** Goal of the exercise **
Nothing but a number belongs in the answer: the count of lines below that contain the word "above".

** Supplied records **

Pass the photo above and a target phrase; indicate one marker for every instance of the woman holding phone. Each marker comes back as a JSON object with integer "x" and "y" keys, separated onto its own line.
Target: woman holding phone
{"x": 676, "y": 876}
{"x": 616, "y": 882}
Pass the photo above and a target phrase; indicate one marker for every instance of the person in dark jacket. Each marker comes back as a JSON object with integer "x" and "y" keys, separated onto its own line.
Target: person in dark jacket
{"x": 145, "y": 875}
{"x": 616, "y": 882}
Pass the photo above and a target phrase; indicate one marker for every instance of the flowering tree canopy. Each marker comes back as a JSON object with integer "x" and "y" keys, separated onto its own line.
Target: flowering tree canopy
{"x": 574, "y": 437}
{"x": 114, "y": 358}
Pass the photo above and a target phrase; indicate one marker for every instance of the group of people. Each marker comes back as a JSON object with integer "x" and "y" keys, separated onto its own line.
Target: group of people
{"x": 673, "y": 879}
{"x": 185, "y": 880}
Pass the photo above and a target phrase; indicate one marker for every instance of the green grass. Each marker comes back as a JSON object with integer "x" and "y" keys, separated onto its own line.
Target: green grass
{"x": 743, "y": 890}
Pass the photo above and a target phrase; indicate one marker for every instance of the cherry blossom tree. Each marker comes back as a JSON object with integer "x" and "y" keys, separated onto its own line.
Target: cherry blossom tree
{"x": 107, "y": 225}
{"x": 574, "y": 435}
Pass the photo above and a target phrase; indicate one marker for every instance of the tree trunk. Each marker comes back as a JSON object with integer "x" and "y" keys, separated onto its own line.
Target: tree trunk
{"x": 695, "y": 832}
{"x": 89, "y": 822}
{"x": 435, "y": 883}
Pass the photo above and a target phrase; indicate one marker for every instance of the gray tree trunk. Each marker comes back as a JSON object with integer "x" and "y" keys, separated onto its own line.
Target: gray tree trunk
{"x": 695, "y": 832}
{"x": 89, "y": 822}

** Written solution **
8